- Task prompt
Each line below from the one containing "Note to the class: find each instance of the young" through the one containing "Note to the class: find each instance of the woman's face" is to be given again exactly, and no line outside that span.
────────────────────────────────────────
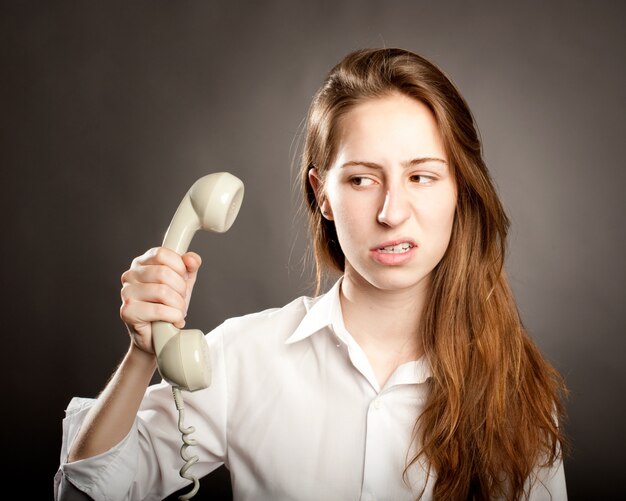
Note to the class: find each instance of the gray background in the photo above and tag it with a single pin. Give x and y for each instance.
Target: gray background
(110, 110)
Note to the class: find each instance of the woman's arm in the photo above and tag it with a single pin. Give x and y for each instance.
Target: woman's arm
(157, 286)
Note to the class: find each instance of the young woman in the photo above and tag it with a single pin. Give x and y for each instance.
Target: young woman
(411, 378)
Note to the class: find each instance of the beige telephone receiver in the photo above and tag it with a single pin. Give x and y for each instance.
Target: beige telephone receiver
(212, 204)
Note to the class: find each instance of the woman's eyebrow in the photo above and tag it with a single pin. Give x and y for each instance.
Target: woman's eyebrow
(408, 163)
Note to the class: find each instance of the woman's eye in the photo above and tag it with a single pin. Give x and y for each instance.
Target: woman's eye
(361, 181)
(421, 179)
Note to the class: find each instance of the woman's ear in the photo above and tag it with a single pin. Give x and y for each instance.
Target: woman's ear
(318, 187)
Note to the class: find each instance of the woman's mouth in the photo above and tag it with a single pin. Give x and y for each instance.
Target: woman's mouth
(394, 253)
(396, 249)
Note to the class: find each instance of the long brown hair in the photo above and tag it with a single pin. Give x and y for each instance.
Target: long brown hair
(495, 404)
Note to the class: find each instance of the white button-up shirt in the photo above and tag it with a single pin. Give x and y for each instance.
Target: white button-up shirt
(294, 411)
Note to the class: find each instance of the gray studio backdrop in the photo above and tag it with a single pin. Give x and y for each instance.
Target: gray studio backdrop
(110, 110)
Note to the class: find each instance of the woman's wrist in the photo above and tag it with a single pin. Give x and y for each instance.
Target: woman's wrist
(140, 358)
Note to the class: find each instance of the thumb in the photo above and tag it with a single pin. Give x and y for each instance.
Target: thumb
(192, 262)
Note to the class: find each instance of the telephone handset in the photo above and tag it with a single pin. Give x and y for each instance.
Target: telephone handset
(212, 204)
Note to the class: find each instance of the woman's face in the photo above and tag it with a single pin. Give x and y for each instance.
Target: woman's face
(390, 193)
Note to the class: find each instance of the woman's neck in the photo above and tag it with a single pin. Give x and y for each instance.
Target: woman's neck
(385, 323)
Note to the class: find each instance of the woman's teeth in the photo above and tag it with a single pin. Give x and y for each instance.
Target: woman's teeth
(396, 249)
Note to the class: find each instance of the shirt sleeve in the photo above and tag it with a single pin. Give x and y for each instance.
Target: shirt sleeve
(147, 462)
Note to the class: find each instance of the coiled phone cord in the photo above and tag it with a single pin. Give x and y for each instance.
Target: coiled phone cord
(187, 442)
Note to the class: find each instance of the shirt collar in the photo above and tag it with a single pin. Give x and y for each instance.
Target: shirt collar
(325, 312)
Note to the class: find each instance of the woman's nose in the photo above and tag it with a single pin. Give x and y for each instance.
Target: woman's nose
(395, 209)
────────────────────────────────────────
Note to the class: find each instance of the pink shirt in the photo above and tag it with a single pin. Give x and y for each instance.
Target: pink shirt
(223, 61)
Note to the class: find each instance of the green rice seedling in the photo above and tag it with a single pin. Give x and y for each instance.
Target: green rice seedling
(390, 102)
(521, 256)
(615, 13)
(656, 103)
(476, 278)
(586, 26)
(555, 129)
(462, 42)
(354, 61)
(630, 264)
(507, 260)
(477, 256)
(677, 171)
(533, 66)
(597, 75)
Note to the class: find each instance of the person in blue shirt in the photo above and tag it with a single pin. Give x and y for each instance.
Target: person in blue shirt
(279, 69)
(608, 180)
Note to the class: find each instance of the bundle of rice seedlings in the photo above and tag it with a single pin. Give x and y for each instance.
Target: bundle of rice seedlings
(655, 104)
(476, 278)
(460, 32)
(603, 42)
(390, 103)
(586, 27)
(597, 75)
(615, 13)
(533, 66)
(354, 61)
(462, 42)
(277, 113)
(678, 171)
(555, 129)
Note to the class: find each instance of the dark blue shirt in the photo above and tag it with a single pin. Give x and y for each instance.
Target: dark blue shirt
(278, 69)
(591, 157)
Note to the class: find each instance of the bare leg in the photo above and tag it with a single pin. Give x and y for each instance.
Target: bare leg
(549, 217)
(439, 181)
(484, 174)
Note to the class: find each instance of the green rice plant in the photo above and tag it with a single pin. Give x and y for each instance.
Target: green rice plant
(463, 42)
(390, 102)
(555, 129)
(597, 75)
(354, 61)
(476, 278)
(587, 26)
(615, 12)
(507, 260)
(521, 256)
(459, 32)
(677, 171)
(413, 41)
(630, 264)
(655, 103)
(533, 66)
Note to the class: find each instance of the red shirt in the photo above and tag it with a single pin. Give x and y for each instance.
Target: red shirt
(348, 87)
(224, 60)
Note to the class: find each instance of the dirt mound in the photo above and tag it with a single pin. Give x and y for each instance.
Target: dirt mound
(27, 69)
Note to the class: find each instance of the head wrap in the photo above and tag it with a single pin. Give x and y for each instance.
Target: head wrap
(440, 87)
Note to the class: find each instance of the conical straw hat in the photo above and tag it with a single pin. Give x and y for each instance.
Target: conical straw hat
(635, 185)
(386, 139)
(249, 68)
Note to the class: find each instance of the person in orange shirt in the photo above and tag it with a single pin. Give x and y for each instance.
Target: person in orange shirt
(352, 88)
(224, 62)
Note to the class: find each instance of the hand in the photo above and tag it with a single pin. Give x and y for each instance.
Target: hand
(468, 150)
────────────────────────────────────────
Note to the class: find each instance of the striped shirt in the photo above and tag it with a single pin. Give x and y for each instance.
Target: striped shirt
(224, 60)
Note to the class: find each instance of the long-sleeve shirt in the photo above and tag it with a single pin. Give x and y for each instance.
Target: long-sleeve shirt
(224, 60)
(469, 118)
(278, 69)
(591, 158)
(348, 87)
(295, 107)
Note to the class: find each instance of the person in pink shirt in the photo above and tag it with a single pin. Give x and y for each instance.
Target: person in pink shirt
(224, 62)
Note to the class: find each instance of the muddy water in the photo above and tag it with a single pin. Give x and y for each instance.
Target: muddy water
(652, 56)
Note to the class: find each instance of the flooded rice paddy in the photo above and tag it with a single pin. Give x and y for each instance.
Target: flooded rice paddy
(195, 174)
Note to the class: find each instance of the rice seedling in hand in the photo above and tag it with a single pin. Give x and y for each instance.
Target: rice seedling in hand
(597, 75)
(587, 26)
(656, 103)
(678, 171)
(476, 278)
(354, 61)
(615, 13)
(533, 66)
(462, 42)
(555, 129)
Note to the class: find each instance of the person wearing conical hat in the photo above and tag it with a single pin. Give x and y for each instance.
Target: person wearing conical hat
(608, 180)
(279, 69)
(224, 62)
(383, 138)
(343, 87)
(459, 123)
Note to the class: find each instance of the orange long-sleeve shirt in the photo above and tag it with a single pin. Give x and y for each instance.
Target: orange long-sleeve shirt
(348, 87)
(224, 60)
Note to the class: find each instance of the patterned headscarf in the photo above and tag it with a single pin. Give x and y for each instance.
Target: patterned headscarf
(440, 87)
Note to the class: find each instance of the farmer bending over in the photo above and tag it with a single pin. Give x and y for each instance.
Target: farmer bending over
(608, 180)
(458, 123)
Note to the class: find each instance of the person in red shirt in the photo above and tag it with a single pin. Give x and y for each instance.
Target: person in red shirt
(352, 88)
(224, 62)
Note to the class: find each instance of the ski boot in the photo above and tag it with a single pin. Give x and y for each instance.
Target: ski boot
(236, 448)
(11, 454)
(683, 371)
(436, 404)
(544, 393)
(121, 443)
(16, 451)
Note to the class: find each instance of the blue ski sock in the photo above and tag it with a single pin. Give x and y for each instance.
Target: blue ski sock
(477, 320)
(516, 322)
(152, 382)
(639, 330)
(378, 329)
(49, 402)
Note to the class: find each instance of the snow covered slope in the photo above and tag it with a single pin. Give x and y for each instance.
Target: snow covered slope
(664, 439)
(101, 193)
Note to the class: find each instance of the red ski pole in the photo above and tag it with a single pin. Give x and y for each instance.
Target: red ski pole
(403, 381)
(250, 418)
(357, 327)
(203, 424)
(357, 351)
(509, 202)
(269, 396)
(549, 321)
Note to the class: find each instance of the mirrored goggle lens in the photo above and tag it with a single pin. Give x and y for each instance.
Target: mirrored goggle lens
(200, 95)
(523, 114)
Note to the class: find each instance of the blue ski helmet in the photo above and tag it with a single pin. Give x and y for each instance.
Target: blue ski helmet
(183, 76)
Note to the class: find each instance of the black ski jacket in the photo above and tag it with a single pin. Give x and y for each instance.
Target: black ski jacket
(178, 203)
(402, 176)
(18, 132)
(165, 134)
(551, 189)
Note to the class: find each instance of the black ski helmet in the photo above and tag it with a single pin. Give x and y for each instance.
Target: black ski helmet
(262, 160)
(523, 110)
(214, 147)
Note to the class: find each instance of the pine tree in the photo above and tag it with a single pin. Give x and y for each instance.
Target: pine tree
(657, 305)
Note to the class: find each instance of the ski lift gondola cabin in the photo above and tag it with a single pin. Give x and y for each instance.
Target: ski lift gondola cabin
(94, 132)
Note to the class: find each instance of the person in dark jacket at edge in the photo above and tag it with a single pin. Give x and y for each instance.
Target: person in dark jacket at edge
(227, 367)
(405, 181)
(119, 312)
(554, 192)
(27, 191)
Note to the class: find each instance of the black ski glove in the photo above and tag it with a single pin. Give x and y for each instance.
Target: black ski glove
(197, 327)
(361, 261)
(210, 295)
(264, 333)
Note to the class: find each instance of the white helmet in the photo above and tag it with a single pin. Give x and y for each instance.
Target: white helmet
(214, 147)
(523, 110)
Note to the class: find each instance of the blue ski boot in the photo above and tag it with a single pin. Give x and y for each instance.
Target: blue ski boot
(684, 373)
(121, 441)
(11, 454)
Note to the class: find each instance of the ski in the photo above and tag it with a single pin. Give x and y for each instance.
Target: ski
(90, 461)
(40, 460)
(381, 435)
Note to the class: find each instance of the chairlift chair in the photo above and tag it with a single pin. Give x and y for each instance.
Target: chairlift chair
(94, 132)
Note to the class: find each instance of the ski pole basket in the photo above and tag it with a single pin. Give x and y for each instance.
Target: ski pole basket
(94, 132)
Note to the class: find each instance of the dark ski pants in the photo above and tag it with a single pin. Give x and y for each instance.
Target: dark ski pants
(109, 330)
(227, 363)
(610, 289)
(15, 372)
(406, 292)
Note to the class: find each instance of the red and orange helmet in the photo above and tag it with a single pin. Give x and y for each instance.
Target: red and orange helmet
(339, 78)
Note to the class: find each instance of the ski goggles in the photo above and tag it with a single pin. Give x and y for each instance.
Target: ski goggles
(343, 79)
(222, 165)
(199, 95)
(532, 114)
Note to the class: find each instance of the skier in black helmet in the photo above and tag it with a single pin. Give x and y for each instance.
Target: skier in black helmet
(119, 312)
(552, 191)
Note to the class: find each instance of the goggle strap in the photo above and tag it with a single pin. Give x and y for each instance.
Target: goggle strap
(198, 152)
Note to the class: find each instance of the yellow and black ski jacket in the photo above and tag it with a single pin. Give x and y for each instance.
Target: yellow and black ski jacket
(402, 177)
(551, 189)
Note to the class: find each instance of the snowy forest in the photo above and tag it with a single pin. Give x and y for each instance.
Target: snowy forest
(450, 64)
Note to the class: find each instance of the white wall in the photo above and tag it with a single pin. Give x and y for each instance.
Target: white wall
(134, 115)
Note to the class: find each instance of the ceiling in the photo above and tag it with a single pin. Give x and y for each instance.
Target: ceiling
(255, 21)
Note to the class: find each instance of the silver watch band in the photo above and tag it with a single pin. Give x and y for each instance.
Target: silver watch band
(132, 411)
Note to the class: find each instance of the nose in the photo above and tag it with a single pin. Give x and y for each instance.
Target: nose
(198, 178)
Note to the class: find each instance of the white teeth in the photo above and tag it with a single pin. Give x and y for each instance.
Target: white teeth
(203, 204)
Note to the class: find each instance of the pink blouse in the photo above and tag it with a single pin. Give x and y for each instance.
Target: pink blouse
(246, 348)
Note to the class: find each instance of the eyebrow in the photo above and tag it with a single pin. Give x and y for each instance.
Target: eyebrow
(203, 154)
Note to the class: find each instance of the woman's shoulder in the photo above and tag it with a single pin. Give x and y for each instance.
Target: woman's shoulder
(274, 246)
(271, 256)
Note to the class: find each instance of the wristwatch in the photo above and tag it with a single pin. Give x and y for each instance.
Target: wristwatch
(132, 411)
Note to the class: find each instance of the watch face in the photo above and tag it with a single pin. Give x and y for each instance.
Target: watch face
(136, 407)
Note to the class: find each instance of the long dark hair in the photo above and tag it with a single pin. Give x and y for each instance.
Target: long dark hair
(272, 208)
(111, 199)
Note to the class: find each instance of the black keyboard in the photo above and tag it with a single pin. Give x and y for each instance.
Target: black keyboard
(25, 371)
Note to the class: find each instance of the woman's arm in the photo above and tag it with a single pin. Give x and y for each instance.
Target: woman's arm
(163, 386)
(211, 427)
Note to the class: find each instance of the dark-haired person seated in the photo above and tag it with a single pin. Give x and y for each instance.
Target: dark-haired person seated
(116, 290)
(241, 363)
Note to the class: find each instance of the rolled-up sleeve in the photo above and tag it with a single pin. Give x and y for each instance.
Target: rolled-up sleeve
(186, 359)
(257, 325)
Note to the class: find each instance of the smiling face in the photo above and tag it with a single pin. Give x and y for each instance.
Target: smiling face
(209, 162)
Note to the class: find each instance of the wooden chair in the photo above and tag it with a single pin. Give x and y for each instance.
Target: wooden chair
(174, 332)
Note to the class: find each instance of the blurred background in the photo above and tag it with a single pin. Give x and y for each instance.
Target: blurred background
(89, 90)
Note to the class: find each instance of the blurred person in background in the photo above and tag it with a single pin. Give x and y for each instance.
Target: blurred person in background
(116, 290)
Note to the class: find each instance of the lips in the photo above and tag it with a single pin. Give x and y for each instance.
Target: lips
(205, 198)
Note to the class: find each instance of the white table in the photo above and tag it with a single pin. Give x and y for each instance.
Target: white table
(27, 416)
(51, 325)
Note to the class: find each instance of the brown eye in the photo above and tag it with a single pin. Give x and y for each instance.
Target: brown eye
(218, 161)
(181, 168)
────────────────────────────────────────
- Reply
Note to the class: find each instance of the young woman in the photo above and tag it with a single pin. Give x and y for each instance.
Target: young woman
(411, 378)
Note to the class: find each instance of the beige telephone receiver in the photo above and tag it with a single pin. Give x and y for each instance.
Target: beige telephone receiver
(212, 204)
Note to the class: find each instance of the woman's eyebrow in the photo above and tag it with a single pin. Give x and y for each instance.
Target: woman's eyebrow
(408, 163)
Note to the class: find each instance of the woman's eye in the photo above and tag it with a single pin. Give x and y for each instance.
Target: woman's eye
(361, 181)
(421, 179)
Note to the class: find each instance of the woman's ear in the photo above and tag it with a single pin. Give x and y for each instance.
Target: woman's ear
(318, 187)
Note to the class: find each instance of the woman's mouth in the photo above and tag it with a single pin. Give x and y for each instance.
Target: woman's mouth
(394, 253)
(396, 249)
Note to the class: find each instance of the long brown hair in the photo above and tag it with a single pin. Give x and y for each instance.
Target: long brown hair
(495, 404)
Note to the class: find each instance of the white button-up shirt in the photo above and tag it with a single pin. Give x and y for each instance.
Target: white button-up shirt
(294, 411)
Note to the class: find each instance of the gray studio backdrop in the photo above and tag it with a single pin. Give x and y for each instance.
Target: gray studio backdrop
(110, 110)
Note to the class: find each instance of the woman's wrist in the photo above and tag it with a single pin. Give x and y for each instance.
Target: woman's wrist
(140, 358)
Note to the class: find each instance of the thumb in the photo above and tag it with a single pin. Give x and y for each instance.
Target: thumb
(192, 262)
Note to the class: find each instance of the telephone handset in the photo above and tag it with a single pin. Give x and y for each instance.
Target: telephone handset
(212, 204)
Note to the class: find each instance of the woman's face in the photo above and tag it with a single pin. Give x and y for each instance.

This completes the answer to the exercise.